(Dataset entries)
-------

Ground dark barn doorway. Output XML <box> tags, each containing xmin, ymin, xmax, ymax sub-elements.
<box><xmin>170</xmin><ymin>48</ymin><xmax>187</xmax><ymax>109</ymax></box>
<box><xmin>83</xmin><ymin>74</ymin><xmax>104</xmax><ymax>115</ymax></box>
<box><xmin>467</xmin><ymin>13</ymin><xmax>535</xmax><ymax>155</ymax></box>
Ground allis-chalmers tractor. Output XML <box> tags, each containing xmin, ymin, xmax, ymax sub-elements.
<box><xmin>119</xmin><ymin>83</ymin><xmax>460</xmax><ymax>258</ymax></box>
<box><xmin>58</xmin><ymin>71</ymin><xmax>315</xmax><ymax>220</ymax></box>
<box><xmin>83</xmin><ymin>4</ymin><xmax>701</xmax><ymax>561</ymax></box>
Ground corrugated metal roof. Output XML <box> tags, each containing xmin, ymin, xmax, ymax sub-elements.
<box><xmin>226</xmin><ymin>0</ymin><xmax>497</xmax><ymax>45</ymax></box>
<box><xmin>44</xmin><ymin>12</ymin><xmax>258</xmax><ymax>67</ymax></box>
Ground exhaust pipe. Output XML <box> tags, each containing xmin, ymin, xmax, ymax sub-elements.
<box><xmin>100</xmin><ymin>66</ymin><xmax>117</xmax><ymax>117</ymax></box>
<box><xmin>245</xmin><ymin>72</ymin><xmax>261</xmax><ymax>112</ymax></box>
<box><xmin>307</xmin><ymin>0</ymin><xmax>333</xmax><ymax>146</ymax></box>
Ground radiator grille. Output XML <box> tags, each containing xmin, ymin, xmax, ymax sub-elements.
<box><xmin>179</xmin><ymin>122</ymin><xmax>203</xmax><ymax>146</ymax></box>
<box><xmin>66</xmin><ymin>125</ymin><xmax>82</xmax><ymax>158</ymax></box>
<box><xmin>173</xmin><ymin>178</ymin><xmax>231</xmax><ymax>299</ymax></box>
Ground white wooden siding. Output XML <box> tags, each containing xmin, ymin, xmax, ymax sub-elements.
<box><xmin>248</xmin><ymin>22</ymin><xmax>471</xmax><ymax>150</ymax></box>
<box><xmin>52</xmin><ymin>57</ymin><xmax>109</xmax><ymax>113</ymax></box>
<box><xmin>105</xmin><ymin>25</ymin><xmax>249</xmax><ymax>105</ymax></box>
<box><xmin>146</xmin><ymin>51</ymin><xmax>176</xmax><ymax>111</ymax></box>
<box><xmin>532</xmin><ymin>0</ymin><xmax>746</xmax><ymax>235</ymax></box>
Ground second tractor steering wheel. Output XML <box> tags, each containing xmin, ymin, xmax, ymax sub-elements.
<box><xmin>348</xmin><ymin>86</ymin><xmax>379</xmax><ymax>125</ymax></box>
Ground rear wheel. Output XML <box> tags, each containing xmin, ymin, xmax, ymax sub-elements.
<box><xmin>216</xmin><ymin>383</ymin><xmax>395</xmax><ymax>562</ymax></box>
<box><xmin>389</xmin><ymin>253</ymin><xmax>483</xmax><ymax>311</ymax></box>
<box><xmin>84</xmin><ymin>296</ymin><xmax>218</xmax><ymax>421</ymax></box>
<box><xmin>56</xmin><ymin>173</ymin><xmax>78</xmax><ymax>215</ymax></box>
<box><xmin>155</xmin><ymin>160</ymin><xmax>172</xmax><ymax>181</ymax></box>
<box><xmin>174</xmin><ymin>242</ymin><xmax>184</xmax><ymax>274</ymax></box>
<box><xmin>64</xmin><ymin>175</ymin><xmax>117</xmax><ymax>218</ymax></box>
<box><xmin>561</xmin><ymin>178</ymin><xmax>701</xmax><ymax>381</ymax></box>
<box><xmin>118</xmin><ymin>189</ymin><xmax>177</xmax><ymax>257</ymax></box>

-------

The line containing "Ground white wooden" marks where to begin; copy it and every later line exactly, through the end of the data.

Ground white wooden siding. Output XML <box> tags, each containing xmin, ymin, xmax, ymax sub-elements.
<box><xmin>248</xmin><ymin>22</ymin><xmax>471</xmax><ymax>150</ymax></box>
<box><xmin>52</xmin><ymin>57</ymin><xmax>109</xmax><ymax>113</ymax></box>
<box><xmin>105</xmin><ymin>25</ymin><xmax>249</xmax><ymax>105</ymax></box>
<box><xmin>146</xmin><ymin>51</ymin><xmax>176</xmax><ymax>111</ymax></box>
<box><xmin>532</xmin><ymin>0</ymin><xmax>746</xmax><ymax>235</ymax></box>
Ground second tractor steering wheel. Output XML <box> tags, each containing xmin, ymin, xmax, ymax sub-elements.
<box><xmin>348</xmin><ymin>86</ymin><xmax>379</xmax><ymax>125</ymax></box>
Ground rear wheel. Output XML <box> tags, each containing xmin, ymin, xmax, ymax sub-elements.
<box><xmin>216</xmin><ymin>383</ymin><xmax>395</xmax><ymax>562</ymax></box>
<box><xmin>389</xmin><ymin>253</ymin><xmax>483</xmax><ymax>311</ymax></box>
<box><xmin>84</xmin><ymin>296</ymin><xmax>218</xmax><ymax>421</ymax></box>
<box><xmin>56</xmin><ymin>173</ymin><xmax>78</xmax><ymax>215</ymax></box>
<box><xmin>155</xmin><ymin>160</ymin><xmax>172</xmax><ymax>181</ymax></box>
<box><xmin>174</xmin><ymin>242</ymin><xmax>184</xmax><ymax>274</ymax></box>
<box><xmin>64</xmin><ymin>175</ymin><xmax>117</xmax><ymax>218</ymax></box>
<box><xmin>561</xmin><ymin>178</ymin><xmax>701</xmax><ymax>381</ymax></box>
<box><xmin>118</xmin><ymin>189</ymin><xmax>177</xmax><ymax>257</ymax></box>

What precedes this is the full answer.